[Material for this exercise Boundary: Start]
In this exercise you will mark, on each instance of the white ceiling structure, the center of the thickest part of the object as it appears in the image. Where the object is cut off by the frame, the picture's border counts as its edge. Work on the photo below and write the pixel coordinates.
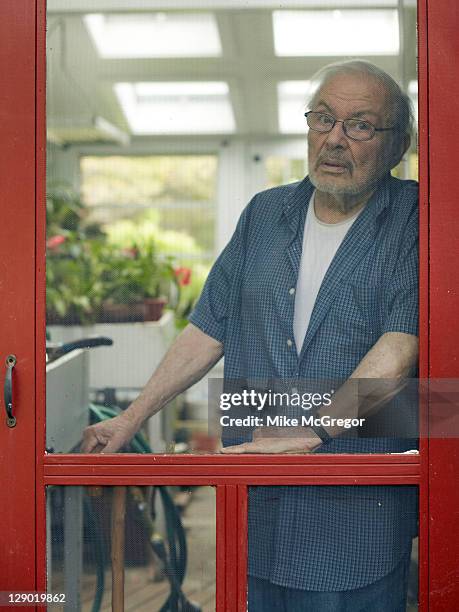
(125, 71)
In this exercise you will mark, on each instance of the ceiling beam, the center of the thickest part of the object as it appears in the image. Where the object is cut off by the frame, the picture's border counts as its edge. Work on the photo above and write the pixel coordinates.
(95, 6)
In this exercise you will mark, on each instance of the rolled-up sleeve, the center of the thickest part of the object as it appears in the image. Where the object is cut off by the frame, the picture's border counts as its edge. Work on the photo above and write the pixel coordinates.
(403, 291)
(211, 311)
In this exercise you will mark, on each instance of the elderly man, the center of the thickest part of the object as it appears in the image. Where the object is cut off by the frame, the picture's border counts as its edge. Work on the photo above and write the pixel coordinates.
(319, 281)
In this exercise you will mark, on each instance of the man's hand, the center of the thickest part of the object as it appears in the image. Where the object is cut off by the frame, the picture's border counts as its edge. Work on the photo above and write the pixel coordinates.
(108, 436)
(274, 440)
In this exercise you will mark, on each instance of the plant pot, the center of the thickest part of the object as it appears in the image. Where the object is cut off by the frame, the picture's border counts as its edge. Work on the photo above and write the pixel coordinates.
(154, 308)
(122, 313)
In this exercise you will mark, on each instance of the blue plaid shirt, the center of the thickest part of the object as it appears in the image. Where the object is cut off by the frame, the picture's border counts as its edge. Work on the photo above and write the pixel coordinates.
(324, 538)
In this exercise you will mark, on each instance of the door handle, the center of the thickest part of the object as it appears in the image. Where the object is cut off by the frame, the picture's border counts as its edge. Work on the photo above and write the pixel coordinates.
(8, 390)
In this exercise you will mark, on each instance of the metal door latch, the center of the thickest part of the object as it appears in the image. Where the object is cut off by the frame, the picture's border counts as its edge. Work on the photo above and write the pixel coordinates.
(8, 390)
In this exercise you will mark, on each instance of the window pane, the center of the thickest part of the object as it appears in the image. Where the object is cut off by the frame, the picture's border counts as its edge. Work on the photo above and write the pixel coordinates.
(163, 539)
(332, 548)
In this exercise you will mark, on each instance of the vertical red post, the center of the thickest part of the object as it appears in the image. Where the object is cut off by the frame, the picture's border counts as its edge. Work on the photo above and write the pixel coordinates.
(443, 49)
(17, 306)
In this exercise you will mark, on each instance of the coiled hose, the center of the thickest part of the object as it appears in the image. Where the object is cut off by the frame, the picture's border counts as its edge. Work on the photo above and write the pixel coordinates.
(174, 557)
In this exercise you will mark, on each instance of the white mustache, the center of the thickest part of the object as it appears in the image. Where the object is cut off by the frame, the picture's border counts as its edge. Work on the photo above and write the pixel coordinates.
(334, 160)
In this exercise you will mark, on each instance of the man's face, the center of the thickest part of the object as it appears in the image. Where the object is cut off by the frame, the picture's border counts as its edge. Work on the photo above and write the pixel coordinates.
(337, 164)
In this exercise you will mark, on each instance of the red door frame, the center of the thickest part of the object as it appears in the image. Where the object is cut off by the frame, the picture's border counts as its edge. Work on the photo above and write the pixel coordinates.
(24, 458)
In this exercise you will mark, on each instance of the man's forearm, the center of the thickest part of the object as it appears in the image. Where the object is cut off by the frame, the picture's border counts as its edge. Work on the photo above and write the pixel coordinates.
(189, 358)
(380, 375)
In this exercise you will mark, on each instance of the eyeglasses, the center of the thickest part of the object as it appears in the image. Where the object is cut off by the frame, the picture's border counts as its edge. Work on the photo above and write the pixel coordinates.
(355, 129)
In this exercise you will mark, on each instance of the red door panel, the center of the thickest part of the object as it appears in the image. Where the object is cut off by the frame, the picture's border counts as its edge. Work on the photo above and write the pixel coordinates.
(17, 281)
[Material for this exercise Boundary: End]
◆ Task prompt
Would you write out all of the records exactly, omitting the pictures?

◆ Written solution
In this exercise you will mark, on each instance of the white ceiling structure, the center of the thickest part of the object as it appears in the image. Where the object is cut off by the frame, the picture's border counts as its edge. Work on the photo below and write the pixel coordinates.
(125, 71)
In this exercise you will mark, on each instance of the ceiling beam, the center of the thickest part of the object as it appears in the image. Where the object is cut off by the frame, the picture's border counts as its edge. Work on the photo above and write the pixel coordinates.
(95, 6)
In this exercise you will mark, on each instance of the rolled-up sleeve, the center of the thickest part of the object as it appears in the image. Where the object is cut off by the frame, the picture's border counts as its edge. Work on the photo above and write the pixel coordinates.
(403, 291)
(211, 311)
In this exercise you will mark, on each instance of the elderly man, the center of the thickest part of the object as it appears in the image. Where the object is cut off by the frame, the picture's border counts as its edge. Work on the photo above and write the pixel coordinates.
(319, 281)
In this exercise you will mark, on each instance of the man's hand, the center of the thickest part of the object as it appears in the image. Where the object is cut off by the frame, the picture's border counts as its edge. Work on the photo above and write the pixel coordinates.
(108, 436)
(274, 440)
In this exercise you will mark, on each instance of the plant pot, the center of the thickest part of the object as it appears in the image. Where the object is cut off by the frame, the picture's border counts as its edge. Work on the photo above and write the pixel coordinates.
(154, 308)
(122, 313)
In this exercise you will mark, on each instance of the blue plaid shirt, the center of the thickest part of the object as it appears in the image. Where the object is cut off by the frame, the picture's border counts as its edge. Work on the photo above and write the pixel coordinates.
(324, 538)
In this exercise you will mark, on each instance of the door handle, the center of the thickest part of the object as it appears in the image. Where the object is cut off by the frame, the picture's border counts as its edge. Work on the photo above and write the pixel coordinates.
(8, 390)
In this exercise you will mark, on each instance of the metal door latch, the center of the thickest part of the object as it appears in the image. Where the object is cut off by the frame, the picture's border counts as its edge. Work on the photo above and write the pixel coordinates.
(8, 390)
In this exercise you will mark, on each instance of the window pane, the center of the thickest part of the object as it appears in the image. Where the object is cut off by the frame, the picture's border counts as its edge. Work on the photo above and write the pixel coordinates.
(163, 539)
(332, 548)
In this exercise you will mark, on each instance of the vertical red post, the center of the thickest part of the object as it appears in the image. Where the object is cut off by the frame, the picture's border counts as its edge. Work on the photo above and write the pixel coordinates.
(443, 49)
(17, 306)
In this exercise you will mark, on each instance of the coiled hose, the center of the thickest part of the object as it appears in the image. Where the object is cut off by the frame, the picture's border counts as its edge. Work on the photo above and write the pixel coordinates.
(174, 557)
In this exercise you will mark, on each instance of the white mustache, the center of the thickest part of the object as it appears in the image. Where the object is cut off by the frame, the picture's border counts as its edge. Work on the photo above and write the pixel coordinates.
(334, 160)
In this exercise you will mark, on each instance of the man's face, the center of the thickest part of the object as it appears in the image. Where the object is cut off by the frame, the picture's border counts as its edge. Work on the photo above and write the pixel coordinates.
(337, 164)
In this exercise you will mark, on each instance of the red door frame, the center of the thickest part of the object as it appears in the image. Where the object is cut off by the frame, the picture's border counts as its edge. Work on the photo above and write the pixel coordinates.
(24, 458)
In this exercise you will mark, on each instance of the man's forearm, the center of the thickest part of the object as it appears in the image. Where the object is cut off by the frame, the picture's border counts as its edge. Work on the photo above and write the pixel coordinates.
(189, 358)
(380, 375)
In this exercise you will mark, on each instance of the eyeglasses, the center of the thickest part of the object as it appears in the image. Where the object is cut off by the frame, the picture's border counts as its edge. Work on the photo above and write the pixel coordinates.
(355, 129)
In this exercise you will mark, on each instance of the red door panel, the center of the thickest part of the object as it appears in the image. Where the object is cut off by the frame, the picture's border counts as its edge. Work on the photo above and write the pixel coordinates.
(17, 281)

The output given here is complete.